Records from a dataset:
═══
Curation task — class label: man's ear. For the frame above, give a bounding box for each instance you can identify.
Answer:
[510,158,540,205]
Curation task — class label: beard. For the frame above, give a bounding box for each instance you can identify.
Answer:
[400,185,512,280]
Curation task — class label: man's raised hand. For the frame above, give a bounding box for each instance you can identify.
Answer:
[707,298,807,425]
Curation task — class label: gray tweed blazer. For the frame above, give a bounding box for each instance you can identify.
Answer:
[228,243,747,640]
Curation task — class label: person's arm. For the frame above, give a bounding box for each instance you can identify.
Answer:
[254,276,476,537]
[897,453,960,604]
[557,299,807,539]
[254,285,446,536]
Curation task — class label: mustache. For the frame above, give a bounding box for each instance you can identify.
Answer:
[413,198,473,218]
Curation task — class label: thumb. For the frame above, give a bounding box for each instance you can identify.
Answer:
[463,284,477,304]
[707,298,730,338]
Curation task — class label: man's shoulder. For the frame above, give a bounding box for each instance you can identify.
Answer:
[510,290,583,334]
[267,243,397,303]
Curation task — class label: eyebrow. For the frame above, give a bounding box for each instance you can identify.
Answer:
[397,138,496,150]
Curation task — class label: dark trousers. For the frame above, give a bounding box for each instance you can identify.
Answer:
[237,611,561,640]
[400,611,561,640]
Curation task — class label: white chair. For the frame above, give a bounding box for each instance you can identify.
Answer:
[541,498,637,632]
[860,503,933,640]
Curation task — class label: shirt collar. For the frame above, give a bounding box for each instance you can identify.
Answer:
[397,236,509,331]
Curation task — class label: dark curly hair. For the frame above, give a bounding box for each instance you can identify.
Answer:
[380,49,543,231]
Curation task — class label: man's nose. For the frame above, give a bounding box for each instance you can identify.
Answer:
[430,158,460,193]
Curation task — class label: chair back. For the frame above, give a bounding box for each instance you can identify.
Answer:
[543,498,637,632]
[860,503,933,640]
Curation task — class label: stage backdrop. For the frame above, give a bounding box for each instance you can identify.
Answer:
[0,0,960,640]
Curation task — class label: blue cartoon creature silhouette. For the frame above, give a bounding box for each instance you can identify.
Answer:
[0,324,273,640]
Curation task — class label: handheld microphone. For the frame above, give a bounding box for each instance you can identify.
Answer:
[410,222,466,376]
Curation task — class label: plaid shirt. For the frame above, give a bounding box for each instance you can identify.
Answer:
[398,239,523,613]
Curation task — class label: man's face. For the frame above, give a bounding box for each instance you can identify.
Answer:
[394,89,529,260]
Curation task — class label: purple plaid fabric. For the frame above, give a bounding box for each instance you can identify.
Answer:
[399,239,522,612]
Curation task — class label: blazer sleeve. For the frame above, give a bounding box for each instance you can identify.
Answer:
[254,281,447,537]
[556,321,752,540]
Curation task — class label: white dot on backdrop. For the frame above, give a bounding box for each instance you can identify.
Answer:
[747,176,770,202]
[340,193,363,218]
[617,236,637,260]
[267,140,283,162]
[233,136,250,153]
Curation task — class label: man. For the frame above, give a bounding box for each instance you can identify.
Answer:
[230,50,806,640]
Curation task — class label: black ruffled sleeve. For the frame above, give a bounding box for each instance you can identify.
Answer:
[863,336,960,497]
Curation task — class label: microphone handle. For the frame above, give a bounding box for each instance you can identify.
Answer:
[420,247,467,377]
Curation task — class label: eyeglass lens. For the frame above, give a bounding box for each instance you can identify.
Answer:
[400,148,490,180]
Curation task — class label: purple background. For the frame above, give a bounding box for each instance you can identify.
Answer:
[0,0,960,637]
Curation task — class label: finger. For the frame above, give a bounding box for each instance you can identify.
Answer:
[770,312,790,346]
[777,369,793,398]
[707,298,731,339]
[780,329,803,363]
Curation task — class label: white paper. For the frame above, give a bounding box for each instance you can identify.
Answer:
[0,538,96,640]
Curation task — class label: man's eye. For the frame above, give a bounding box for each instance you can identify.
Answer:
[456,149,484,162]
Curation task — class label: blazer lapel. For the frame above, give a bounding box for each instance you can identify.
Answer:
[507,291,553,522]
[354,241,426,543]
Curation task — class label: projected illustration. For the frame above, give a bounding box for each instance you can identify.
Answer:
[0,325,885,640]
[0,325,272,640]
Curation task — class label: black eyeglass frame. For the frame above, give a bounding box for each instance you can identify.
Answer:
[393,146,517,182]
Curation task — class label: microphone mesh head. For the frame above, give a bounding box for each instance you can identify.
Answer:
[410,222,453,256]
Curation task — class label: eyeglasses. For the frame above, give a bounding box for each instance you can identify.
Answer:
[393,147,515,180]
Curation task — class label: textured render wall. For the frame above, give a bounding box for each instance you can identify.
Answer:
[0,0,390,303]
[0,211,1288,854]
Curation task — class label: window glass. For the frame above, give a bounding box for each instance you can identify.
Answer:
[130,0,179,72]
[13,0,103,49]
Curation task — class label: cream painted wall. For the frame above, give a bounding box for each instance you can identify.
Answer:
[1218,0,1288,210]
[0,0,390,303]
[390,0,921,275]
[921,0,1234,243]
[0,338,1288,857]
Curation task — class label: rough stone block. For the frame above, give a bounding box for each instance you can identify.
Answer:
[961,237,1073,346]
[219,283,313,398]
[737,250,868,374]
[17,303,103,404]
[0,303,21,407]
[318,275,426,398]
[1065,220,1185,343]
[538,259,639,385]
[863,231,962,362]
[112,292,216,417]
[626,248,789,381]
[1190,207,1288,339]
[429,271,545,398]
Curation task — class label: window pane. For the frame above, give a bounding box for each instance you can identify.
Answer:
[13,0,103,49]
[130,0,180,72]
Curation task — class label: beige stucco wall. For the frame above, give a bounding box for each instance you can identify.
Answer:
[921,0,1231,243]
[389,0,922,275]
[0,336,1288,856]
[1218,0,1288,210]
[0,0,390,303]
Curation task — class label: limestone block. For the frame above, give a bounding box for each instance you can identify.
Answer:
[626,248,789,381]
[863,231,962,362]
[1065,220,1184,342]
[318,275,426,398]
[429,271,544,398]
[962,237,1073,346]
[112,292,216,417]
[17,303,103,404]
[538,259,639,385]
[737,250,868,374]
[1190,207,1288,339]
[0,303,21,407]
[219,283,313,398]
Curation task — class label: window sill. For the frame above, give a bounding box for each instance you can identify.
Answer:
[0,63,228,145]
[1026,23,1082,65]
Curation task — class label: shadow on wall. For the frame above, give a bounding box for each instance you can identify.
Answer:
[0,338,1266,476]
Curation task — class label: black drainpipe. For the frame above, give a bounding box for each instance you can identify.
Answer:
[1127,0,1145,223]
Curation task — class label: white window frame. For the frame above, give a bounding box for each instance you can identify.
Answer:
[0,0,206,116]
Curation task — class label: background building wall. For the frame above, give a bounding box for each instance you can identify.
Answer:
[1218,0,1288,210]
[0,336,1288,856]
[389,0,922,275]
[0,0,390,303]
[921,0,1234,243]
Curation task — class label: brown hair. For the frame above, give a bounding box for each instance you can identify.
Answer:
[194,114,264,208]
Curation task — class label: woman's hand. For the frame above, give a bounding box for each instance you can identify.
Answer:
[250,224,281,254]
═══
- Directions for this task:
Copy out every one of the rows above verbatim.

- Task output:
Curation task — class label: man's ear. For the frame above, give a bounding box for each instance you can identify.
Answer:
[510,158,540,205]
Curation task — class label: beard. For the frame above, give a bounding box for each instance you can identify.
Answer:
[400,185,512,280]
Curation task — class label: man's raised hand. For the frame above, give a bounding box for each instance you can identify.
Answer:
[707,298,807,425]
Curation task — class label: gray tweed blazer. For the frame above, give a bounding box for each instance you can identify.
Answer:
[228,243,747,640]
Curation task — class label: person's arm. For the frame above, give a bounding box for each instance you can identify.
Answer:
[254,276,476,537]
[897,453,960,604]
[557,299,807,539]
[254,285,446,536]
Curation task — class label: mustache. For the frame above, give a bounding box for each instance you can identify.
Answer:
[413,198,473,218]
Curation task — class label: thumb. For the frame above, give a bounding box for each instance you can identify.
Answer:
[463,284,477,304]
[707,298,730,338]
Curation task — class label: man's shoulder. For the frame above, give a bounding box for each instance you can identify.
Answer:
[510,290,583,334]
[267,243,397,303]
Curation task — class label: eyebrow. For the frame above, give a bounding box for each instance you can identify.
Answer:
[397,138,496,150]
Curation task — class label: dark trousers. For the frame above, give a bounding box for each instance you can identify.
Answer:
[237,611,561,640]
[400,611,561,640]
Curation task — class label: white chair. For the frame above, give a bounding box for each instance you can identify.
Answer:
[541,498,637,632]
[860,503,933,640]
Curation task — class label: shirt collar. For the frame above, give a bounding box for each instance you can identify.
Answer:
[397,236,509,331]
Curation task — class label: dark curly hair. For the frame above, give a bounding box for each instance you can identify.
Answer:
[380,49,543,231]
Curation task — class label: man's nose. For the frame above, give a bounding box for each instance you can identify.
Answer:
[430,158,460,193]
Curation task — class label: chair back. For the frame above, give a bounding box for each instance you can identify.
Answer:
[543,498,637,632]
[860,503,933,640]
Curation task — class label: stage backdrop. For the frame above, give a bounding box for each instance you can identify.
Answer:
[0,0,960,640]
Curation task — class label: blue cartoon creature silhouette. For the frame above, give a bounding box for each instance you can identify.
Answer:
[0,324,273,640]
Curation task — class label: handheld microphone. For the frame above, give a bounding box for each instance you can identify.
Answer:
[410,222,466,376]
Curation task — class label: plaid shirt. For the frame above, give a bounding box for each instance you can identify.
Answer:
[398,239,523,613]
Curation task — class label: man's face. For the frame above, give a bounding box for each instance you can identify.
Answer:
[394,89,529,260]
Curation task — class label: purple plaid fabric. For the frame above, give a bounding box for each instance you can identify.
Answer:
[399,239,522,612]
Curation task — class label: blazer sleeve. For the frame above, give a bounding box for each instance you can identify.
Answer:
[254,281,447,537]
[556,321,752,540]
Curation task — class label: white dot on backdrop. For the frame above, give a bounding box for each instance you can identify.
Answer:
[747,176,770,202]
[340,193,363,218]
[617,236,637,260]
[267,140,283,162]
[233,136,250,153]
Curation task — class label: man. For the frame above, give a bounding box for each instance you can identify.
Answer:
[230,50,806,640]
Curation task — class label: black ruffled sleeve. For the frame above, give a bounding box for each instance you can identify.
Answer:
[863,336,960,497]
Curation task — class label: microphone handle. For the frame above, give a bounding box for each instance you can identify.
Answer:
[420,247,467,377]
Curation task — class label: eyeglass lens. For the frame above, give a bounding box for each instance you can identify.
Answer:
[400,148,490,180]
Curation task — class label: purple background. For the frame above, give a bounding box for each instance you can identify.
Answer:
[0,0,960,637]
Curation task — class label: finger. For the frame above, give a bounding box for each instance you can identify.
Answer:
[770,312,790,346]
[777,369,793,398]
[707,298,731,339]
[780,329,803,363]
Curation task — class label: white paper. For the frame above, give a bounding box for each instance you can identify.
Answer:
[0,538,96,640]
Curation task — class label: man's eye. For the frame above, give a bounding box for each instance you can identify.
Answer:
[456,149,484,162]
Curation task — class label: blazer lapel. For the frame above, give a bounding box for each instance you can identify.
Answer:
[507,291,553,522]
[354,241,426,543]
Curation task — class label: projected illustration. For the frame above, give a bounding box for each instance you can identify.
Answer:
[0,325,885,640]
[0,325,272,640]
Curation task — class label: black eyeglass frame. For the frame above, give a bounding box for each instance you can identify.
Answer:
[393,146,517,182]
Curation task — class label: microphone mesh head. For the frame above, give a bounding box for each instance you can identify.
Answer:
[410,222,453,256]
Curation task — class label: eyeglasses. For the frame above, give a bounding box for each instance you can identify.
Answer:
[393,147,515,180]
Curation task — class label: textured render wall. For the frame above, give a bounding box for each instance you can identify.
Answer:
[0,0,390,303]
[0,211,1288,854]
Curation task — class label: window glass. For the frame above, give a bounding box for each instance you can identify.
Answer:
[130,0,179,72]
[13,0,103,49]
Curation task — class label: cream painted wall. For the frame above, give a bounding box for each instance you can identify.
Answer:
[1218,0,1288,210]
[0,0,390,303]
[390,0,921,275]
[921,0,1234,243]
[0,338,1288,857]
Curation task — class label: rough stone block. For the frame above, give a bounding box for each instance you can identify.
Answer:
[961,237,1073,346]
[219,283,313,398]
[737,250,868,374]
[17,303,103,404]
[0,303,21,407]
[318,275,426,398]
[1065,220,1185,343]
[538,259,639,385]
[863,231,962,362]
[112,292,216,417]
[626,248,789,381]
[1190,207,1288,339]
[429,271,545,398]
Curation task — class label: window pane. For the frame above, give a bounding box for each instance you can identify.
Answer:
[13,0,103,49]
[130,0,180,72]
Curation task — class label: beige stucco wall. For the frame above, give a bounding box for each instance you can identify.
Answer:
[921,0,1231,243]
[389,0,922,275]
[0,336,1288,856]
[1218,0,1288,210]
[0,0,390,303]
Curation task — class label: limestone block. For the frame above, give a bounding box for each instance you can identify.
Answer:
[626,248,789,381]
[863,231,962,362]
[1065,220,1184,342]
[318,275,426,398]
[429,271,544,398]
[962,237,1073,346]
[112,292,216,417]
[17,303,103,404]
[538,259,639,385]
[737,250,868,374]
[1190,207,1288,339]
[0,303,21,407]
[219,283,313,398]
Curation task — class label: window sill. For the frame above, give a bounding box for each instance you can identify.
Answer:
[0,63,228,145]
[1026,23,1082,65]
Curation task — class label: shadow on wall. For the frame above, give a bounding box for each instance you can identify.
Answer:
[0,338,1266,476]
Curation task — class label: black drainpipe. For the frame above, give a bounding box for each instance you can identify.
Answer:
[1127,0,1145,223]
Curation task — class label: white window frame. For the frame above, give a bounding box for each instance you can identify.
Answer:
[0,0,206,116]
Curation task — class label: background building wall. For the frame above, give a bounding box for each instance you can identify.
Answer:
[1218,0,1288,210]
[0,336,1288,856]
[389,0,922,275]
[0,0,390,303]
[921,0,1234,243]
Curation task — class label: brown hair. For the frame above, give a bounding box for each instance you can identify.
Answer:
[194,114,264,208]
Curation task — class label: woman's hand. For the frame above, give a bounding box for each instance you can identify.
Answer:
[250,224,281,254]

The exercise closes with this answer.